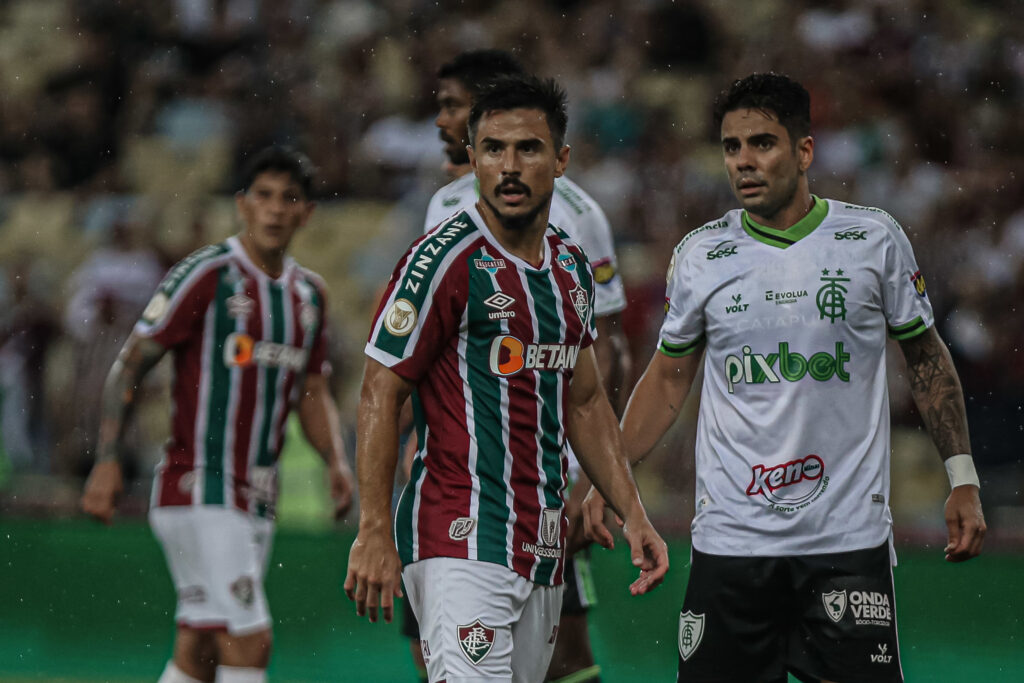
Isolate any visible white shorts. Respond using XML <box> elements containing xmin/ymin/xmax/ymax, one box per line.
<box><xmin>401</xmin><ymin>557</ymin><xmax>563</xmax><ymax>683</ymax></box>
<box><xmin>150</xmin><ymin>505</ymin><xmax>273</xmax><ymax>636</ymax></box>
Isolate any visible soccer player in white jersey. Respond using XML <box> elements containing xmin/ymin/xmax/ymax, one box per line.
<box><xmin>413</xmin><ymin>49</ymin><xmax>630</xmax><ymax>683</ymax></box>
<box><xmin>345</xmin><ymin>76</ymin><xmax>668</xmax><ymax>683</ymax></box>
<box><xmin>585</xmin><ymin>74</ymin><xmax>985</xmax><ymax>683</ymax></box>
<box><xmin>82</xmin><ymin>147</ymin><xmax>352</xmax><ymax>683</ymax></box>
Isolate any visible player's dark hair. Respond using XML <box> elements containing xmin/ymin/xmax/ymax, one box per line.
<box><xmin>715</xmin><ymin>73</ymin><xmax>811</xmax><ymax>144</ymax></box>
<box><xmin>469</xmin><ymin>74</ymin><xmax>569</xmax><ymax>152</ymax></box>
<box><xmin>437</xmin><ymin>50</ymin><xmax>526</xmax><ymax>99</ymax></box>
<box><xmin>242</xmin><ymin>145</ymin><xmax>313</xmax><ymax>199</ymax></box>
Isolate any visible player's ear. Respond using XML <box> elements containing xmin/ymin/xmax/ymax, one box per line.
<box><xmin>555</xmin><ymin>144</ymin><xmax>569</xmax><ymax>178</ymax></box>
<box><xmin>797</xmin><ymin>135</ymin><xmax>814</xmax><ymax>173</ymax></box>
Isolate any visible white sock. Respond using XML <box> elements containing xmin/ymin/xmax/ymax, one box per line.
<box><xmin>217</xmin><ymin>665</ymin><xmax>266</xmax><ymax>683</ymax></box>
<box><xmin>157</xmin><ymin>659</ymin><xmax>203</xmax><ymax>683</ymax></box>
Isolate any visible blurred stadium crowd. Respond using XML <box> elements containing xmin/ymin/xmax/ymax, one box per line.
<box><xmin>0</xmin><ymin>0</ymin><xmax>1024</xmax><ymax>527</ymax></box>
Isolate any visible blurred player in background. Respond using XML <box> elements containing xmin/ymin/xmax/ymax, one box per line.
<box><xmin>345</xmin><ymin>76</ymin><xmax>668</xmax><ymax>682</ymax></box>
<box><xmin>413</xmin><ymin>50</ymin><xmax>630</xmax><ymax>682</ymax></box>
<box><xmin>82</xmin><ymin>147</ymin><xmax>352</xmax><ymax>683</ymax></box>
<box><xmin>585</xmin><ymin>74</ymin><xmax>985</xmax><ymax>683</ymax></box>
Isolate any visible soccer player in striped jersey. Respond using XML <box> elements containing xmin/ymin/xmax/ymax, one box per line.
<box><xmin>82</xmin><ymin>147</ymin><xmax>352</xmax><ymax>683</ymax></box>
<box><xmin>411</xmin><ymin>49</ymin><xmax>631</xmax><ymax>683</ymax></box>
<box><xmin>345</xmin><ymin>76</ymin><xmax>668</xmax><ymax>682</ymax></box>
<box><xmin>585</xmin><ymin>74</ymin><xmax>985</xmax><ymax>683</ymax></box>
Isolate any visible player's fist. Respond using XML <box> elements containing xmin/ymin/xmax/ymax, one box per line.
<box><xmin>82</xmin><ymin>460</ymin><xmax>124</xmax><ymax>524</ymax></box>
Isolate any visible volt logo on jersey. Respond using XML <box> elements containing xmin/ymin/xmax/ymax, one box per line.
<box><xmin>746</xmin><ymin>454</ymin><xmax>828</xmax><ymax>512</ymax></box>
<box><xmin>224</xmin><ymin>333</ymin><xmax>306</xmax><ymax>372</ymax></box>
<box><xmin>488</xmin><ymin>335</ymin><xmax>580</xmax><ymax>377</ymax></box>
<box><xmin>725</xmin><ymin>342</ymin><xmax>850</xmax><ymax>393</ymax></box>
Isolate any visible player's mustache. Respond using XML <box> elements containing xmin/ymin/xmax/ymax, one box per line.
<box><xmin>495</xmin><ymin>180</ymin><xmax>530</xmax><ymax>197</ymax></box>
^^^^^^^^^^^^^^^^
Starting at the line containing "Isolate any visible blurred player" and ending at the last line of the listing, write out every line again, requests included, and increase each box coordinate by 149.

Isolate any visible blurred player in background. Respond using XML <box> elements containing xmin/ymin/xmax/ymax, one box per line.
<box><xmin>494</xmin><ymin>225</ymin><xmax>817</xmax><ymax>831</ymax></box>
<box><xmin>562</xmin><ymin>199</ymin><xmax>779</xmax><ymax>831</ymax></box>
<box><xmin>231</xmin><ymin>296</ymin><xmax>501</xmax><ymax>832</ymax></box>
<box><xmin>734</xmin><ymin>223</ymin><xmax>1134</xmax><ymax>832</ymax></box>
Isolate any visible soccer player in striped jersey. Respond using XML <box> elements containing xmin/ymin/xmax/ymax, one box per line.
<box><xmin>231</xmin><ymin>296</ymin><xmax>501</xmax><ymax>832</ymax></box>
<box><xmin>560</xmin><ymin>198</ymin><xmax>780</xmax><ymax>832</ymax></box>
<box><xmin>494</xmin><ymin>225</ymin><xmax>817</xmax><ymax>831</ymax></box>
<box><xmin>734</xmin><ymin>223</ymin><xmax>1134</xmax><ymax>832</ymax></box>
Isolate any visible player's fist. Respond using XML <box> elements containing xmin/ymin/xmax/ymax, one box per line.
<box><xmin>231</xmin><ymin>609</ymin><xmax>273</xmax><ymax>673</ymax></box>
Isolate any visible volt logo on jersey. Respond using XML <box> elements containing xmin/ymin/xmax/ymax, one box per line.
<box><xmin>895</xmin><ymin>603</ymin><xmax>977</xmax><ymax>661</ymax></box>
<box><xmin>373</xmin><ymin>482</ymin><xmax>455</xmax><ymax>521</ymax></box>
<box><xmin>637</xmin><ymin>484</ymin><xmax>729</xmax><ymax>526</ymax></box>
<box><xmin>874</xmin><ymin>491</ymin><xmax>999</xmax><ymax>542</ymax></box>
Isolate any visible player's mustache. Respond using XML <box> elements containing xmin/ymin/xmax/ymax, one box per line.
<box><xmin>644</xmin><ymin>329</ymin><xmax>679</xmax><ymax>346</ymax></box>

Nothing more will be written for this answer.